*** RECORDS SUPPLIED ***

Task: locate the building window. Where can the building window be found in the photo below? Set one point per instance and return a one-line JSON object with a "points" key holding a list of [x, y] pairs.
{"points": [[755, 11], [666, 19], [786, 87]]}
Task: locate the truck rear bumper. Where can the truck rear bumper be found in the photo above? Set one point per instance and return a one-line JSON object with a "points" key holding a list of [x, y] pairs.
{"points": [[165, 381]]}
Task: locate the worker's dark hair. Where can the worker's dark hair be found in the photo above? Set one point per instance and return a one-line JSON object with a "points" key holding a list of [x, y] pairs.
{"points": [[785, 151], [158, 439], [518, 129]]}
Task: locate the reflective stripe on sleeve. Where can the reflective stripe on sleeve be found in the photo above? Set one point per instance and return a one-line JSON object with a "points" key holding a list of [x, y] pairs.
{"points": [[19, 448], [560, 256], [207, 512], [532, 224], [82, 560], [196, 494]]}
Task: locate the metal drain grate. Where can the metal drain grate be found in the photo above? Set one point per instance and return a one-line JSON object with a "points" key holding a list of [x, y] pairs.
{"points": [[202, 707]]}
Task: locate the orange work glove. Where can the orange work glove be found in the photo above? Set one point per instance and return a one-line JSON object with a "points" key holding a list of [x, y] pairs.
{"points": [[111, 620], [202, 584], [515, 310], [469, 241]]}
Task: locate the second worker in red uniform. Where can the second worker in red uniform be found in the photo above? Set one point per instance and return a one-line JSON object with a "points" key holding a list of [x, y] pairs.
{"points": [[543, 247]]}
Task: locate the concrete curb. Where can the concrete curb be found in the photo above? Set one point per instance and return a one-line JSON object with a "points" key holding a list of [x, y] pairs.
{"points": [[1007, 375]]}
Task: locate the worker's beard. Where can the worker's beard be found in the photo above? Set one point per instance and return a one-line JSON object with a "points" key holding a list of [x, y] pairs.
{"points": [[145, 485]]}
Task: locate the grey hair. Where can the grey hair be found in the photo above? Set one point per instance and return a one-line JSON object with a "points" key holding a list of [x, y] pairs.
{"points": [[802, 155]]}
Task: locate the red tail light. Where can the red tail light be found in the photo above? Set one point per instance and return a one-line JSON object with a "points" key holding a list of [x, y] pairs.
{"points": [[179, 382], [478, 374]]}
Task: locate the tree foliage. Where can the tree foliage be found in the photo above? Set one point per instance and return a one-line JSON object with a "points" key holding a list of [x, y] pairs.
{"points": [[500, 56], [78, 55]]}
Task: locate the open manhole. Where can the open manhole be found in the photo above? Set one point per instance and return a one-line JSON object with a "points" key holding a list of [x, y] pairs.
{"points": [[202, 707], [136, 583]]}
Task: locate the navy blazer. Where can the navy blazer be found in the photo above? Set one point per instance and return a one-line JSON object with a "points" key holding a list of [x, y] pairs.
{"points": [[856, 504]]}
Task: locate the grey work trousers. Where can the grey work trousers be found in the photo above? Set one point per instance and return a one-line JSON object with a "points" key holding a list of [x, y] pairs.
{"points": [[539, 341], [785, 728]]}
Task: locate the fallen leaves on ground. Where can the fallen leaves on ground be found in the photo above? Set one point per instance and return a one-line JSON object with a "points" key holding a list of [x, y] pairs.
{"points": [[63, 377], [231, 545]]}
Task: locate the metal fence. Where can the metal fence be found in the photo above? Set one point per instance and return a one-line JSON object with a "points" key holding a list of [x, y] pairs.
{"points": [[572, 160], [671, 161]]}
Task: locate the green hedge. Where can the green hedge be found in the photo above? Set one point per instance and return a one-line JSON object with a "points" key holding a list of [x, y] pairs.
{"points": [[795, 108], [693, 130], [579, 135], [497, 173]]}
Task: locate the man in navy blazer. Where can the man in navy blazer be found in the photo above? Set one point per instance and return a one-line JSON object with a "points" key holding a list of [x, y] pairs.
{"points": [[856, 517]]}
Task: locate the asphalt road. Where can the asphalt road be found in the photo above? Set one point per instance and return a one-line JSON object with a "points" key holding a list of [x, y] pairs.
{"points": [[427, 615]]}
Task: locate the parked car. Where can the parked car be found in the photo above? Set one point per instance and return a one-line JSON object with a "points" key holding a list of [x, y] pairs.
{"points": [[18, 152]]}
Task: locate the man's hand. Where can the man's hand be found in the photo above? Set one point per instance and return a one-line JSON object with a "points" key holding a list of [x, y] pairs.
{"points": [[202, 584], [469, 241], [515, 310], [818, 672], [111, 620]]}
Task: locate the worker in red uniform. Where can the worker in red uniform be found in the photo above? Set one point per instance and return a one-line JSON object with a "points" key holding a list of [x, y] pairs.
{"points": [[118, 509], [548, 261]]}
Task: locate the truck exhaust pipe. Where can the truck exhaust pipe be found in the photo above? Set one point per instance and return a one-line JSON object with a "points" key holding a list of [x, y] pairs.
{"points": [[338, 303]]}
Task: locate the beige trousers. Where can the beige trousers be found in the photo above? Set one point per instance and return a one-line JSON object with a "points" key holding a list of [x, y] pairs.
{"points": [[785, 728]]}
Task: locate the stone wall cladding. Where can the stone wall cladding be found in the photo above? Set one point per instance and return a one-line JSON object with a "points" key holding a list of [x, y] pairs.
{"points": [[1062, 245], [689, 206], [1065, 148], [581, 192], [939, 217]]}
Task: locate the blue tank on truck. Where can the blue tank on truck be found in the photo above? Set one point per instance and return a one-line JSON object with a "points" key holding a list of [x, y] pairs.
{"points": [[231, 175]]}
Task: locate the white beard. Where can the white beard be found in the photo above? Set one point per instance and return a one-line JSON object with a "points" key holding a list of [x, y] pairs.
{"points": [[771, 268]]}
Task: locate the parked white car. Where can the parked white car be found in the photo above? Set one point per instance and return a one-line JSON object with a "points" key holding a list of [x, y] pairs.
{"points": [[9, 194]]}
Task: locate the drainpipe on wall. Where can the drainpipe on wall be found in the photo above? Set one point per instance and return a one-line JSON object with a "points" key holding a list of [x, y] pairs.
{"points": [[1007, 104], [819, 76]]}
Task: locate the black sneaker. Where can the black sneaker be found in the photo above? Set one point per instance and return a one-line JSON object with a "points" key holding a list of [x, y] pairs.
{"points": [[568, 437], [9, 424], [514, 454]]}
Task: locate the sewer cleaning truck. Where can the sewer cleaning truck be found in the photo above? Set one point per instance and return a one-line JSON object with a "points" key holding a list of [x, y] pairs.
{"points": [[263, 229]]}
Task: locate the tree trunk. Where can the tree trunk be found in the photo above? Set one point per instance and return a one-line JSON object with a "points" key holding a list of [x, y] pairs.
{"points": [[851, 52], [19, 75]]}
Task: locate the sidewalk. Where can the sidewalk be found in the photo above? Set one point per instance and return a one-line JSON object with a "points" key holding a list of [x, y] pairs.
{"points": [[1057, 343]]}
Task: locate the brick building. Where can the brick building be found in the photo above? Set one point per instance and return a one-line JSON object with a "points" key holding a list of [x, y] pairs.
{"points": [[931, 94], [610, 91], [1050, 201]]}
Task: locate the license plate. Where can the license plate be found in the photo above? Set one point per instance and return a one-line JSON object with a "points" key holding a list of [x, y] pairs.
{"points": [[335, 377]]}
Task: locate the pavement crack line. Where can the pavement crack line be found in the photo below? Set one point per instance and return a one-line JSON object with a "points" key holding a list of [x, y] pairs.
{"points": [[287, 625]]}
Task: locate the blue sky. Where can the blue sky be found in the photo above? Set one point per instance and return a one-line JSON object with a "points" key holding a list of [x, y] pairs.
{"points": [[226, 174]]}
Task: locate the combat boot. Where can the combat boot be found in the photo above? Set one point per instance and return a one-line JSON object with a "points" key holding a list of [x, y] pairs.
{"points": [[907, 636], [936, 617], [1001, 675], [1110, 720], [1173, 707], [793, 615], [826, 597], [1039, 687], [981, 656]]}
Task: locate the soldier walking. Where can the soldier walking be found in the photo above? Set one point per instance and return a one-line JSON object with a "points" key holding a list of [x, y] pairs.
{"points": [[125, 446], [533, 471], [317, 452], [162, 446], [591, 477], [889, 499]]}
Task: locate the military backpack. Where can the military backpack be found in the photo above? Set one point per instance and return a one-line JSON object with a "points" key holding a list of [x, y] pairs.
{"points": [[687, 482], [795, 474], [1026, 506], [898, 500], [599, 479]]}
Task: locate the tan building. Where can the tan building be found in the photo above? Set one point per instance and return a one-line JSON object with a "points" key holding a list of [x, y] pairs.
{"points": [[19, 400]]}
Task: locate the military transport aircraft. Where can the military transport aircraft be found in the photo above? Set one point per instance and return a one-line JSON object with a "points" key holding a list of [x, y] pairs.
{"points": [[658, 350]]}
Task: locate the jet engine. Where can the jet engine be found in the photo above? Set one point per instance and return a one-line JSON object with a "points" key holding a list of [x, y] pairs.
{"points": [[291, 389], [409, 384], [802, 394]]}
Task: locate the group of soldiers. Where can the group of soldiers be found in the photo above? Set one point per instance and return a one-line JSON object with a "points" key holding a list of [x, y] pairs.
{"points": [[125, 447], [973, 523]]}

***

None of the lines before the one containing "Task: locate the group" belong in the answer; reproduce that line and all later lines of the records exactly.

Task: locate the group of soldiers. Where can the group of soldiers be found in the photo above? Set one point per instance and return a one-line JSON object with a "points" key holding a list of [x, y] pairs.
{"points": [[125, 447], [973, 523]]}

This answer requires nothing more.